Task to complete
Scan the records for the line containing "Where can the fluffy". From there through the last line, write out each line exactly.

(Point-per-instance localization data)

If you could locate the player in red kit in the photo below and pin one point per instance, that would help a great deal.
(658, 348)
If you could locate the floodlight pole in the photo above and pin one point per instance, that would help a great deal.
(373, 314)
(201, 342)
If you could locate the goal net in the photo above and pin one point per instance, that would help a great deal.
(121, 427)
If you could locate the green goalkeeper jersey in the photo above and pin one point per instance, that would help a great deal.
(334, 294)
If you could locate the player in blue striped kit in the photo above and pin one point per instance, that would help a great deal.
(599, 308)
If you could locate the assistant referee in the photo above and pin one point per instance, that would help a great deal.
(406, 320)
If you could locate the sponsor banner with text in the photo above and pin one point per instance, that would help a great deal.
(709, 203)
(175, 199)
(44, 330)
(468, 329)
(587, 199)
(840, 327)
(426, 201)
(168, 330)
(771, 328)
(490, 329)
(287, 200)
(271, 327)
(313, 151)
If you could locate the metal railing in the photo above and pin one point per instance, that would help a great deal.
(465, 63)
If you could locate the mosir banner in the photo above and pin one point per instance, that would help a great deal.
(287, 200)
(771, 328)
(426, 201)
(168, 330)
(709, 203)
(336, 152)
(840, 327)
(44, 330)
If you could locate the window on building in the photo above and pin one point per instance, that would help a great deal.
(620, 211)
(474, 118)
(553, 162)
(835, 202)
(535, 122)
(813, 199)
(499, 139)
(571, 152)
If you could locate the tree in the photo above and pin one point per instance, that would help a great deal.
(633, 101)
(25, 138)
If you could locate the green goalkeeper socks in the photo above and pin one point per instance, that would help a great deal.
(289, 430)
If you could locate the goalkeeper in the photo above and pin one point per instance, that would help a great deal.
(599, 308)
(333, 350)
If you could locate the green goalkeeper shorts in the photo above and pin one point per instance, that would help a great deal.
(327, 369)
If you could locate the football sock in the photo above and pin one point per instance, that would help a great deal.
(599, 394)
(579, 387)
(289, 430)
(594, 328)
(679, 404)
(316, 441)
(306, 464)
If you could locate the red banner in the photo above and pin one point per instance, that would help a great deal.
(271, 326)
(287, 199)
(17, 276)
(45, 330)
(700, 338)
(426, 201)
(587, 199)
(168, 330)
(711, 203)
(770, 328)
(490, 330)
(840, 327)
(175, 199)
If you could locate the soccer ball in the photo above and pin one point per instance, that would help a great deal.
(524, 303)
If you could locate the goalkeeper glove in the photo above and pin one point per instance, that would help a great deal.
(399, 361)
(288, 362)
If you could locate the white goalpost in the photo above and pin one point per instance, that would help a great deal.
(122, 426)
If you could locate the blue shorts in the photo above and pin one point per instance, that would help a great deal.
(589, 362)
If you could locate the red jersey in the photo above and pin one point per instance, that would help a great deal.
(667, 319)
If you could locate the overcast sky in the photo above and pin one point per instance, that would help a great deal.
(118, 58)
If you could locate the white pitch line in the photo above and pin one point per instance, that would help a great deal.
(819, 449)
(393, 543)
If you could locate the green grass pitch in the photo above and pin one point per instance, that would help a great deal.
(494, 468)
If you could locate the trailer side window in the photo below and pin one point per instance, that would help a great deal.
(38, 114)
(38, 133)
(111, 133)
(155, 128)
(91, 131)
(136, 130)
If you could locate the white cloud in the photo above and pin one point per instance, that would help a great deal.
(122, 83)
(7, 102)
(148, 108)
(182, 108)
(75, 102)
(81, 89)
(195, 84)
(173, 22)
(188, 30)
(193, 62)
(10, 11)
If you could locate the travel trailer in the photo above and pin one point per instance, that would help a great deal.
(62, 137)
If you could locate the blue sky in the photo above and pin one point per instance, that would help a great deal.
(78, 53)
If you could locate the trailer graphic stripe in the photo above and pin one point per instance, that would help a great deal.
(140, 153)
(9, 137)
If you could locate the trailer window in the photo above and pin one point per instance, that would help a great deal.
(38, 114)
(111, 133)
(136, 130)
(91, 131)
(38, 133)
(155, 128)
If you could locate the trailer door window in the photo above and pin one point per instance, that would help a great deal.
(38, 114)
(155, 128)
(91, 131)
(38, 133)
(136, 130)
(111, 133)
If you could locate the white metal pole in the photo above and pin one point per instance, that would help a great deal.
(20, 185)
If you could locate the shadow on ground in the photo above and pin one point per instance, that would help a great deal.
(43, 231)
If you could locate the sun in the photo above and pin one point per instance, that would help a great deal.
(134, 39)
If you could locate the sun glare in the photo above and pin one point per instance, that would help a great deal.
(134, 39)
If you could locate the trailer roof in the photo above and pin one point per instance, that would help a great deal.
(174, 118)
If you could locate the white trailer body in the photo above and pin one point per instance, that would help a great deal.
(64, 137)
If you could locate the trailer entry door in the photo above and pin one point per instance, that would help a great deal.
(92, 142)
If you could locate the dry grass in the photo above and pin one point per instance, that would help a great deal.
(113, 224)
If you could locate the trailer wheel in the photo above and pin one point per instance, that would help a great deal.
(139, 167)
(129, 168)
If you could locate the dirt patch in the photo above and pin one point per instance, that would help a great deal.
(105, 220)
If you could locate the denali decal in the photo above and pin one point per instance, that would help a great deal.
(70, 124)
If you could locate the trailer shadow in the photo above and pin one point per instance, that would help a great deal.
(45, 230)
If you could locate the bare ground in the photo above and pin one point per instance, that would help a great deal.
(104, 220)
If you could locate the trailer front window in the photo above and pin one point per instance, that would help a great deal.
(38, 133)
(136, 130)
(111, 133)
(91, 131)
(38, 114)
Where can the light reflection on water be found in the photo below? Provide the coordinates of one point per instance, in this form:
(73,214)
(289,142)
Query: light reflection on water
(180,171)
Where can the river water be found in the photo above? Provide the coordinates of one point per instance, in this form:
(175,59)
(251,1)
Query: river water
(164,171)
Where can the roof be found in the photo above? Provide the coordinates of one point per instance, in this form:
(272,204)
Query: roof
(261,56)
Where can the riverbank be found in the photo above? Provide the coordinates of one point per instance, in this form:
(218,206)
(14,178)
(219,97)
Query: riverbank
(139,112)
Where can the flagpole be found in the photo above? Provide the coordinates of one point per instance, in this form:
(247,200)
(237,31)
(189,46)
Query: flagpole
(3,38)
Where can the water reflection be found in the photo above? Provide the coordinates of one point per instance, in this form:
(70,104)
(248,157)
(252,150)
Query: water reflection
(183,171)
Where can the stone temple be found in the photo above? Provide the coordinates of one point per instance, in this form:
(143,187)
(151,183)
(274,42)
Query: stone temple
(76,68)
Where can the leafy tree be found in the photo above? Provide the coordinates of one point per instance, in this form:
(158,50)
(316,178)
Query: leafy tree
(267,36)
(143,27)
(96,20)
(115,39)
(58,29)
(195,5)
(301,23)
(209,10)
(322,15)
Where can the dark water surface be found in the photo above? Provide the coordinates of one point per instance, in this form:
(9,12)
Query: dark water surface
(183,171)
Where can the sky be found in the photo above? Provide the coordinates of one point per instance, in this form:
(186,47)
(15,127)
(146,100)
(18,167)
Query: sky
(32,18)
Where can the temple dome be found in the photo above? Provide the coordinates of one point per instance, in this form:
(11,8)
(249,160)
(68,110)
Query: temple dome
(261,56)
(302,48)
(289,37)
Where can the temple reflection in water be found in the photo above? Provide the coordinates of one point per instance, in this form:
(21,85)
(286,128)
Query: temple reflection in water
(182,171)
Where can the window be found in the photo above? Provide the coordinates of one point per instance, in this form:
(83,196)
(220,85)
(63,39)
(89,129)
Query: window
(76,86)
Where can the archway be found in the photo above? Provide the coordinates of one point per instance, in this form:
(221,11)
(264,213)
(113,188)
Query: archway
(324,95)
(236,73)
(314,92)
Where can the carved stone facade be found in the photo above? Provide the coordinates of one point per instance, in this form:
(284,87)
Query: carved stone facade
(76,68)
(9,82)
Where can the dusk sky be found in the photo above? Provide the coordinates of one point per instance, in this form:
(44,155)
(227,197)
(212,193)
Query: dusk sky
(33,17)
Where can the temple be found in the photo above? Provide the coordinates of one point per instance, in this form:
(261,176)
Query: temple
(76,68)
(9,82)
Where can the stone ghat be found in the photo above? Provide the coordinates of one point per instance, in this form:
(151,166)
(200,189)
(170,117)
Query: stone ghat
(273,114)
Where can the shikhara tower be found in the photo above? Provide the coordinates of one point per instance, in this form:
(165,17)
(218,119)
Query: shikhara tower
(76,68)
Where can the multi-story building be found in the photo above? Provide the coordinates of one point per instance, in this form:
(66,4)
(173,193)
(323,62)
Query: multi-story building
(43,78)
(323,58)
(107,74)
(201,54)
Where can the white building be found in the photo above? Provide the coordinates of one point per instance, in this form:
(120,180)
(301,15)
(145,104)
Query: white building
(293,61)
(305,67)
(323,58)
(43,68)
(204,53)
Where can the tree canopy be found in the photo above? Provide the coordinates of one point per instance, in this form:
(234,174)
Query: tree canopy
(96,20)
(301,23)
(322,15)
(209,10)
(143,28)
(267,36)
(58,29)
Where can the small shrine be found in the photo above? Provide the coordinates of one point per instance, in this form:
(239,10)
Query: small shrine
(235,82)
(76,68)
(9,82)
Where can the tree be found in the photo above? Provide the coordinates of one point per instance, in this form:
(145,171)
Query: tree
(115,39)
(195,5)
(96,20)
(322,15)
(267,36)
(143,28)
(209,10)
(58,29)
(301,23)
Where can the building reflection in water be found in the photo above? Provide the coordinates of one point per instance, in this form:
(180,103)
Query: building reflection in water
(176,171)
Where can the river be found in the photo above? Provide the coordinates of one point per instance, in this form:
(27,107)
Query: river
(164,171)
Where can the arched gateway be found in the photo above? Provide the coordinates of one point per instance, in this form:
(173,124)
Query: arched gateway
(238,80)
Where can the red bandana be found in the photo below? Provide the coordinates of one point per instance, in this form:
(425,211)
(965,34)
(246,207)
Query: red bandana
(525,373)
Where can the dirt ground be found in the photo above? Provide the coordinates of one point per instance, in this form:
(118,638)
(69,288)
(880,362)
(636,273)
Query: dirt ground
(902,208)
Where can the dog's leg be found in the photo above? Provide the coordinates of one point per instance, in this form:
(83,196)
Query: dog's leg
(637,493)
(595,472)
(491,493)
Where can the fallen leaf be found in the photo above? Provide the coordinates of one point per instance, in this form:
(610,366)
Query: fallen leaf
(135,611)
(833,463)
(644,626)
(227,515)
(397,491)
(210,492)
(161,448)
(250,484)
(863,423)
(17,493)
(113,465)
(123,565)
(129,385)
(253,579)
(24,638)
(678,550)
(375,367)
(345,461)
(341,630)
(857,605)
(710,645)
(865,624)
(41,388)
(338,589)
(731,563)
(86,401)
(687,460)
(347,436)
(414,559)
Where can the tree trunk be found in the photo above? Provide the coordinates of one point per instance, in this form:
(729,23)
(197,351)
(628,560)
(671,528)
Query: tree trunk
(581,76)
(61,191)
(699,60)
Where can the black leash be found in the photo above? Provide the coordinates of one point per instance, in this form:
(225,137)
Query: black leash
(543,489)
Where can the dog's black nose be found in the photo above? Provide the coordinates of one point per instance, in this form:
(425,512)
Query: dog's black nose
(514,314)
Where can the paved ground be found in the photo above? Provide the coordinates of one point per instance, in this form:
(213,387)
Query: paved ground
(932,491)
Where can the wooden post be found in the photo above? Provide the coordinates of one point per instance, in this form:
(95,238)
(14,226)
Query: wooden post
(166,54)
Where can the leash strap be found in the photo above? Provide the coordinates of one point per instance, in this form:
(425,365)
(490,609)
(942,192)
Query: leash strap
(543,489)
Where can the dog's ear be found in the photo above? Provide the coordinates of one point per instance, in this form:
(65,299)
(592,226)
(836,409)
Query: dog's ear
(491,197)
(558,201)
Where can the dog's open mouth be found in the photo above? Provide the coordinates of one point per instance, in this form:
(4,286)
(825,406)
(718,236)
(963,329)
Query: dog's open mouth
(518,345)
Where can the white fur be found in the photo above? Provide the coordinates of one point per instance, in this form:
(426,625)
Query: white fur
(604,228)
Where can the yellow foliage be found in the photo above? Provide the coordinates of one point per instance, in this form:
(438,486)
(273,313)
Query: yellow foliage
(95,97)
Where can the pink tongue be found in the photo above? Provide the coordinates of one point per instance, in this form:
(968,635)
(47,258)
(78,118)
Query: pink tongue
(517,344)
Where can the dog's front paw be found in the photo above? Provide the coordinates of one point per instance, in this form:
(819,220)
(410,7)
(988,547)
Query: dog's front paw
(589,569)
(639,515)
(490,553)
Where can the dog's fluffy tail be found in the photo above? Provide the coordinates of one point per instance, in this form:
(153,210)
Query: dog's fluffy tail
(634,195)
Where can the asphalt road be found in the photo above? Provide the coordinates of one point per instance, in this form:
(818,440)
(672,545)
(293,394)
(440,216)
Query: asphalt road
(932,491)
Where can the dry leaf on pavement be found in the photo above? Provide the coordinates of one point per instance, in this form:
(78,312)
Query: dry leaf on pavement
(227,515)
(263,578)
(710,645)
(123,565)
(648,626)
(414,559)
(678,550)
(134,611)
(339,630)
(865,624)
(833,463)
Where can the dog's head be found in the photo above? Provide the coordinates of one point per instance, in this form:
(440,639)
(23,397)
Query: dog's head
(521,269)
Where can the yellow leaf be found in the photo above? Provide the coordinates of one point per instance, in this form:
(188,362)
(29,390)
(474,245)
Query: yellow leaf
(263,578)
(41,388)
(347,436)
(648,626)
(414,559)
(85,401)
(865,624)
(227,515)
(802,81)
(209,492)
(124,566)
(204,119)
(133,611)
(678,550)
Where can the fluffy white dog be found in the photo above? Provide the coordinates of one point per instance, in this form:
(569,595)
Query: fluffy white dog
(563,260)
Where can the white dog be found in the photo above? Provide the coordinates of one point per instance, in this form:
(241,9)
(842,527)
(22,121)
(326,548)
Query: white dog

Result below
Where can the fluffy white dog be found in the photo above? Provide the coordinates of one point per instance, in this form:
(569,595)
Query: fluffy white dog
(563,260)
Where can the white dog be found in the photo above? Provide the coordinates of one point per instance, in this form:
(241,9)
(842,527)
(22,121)
(326,548)
Query: white dog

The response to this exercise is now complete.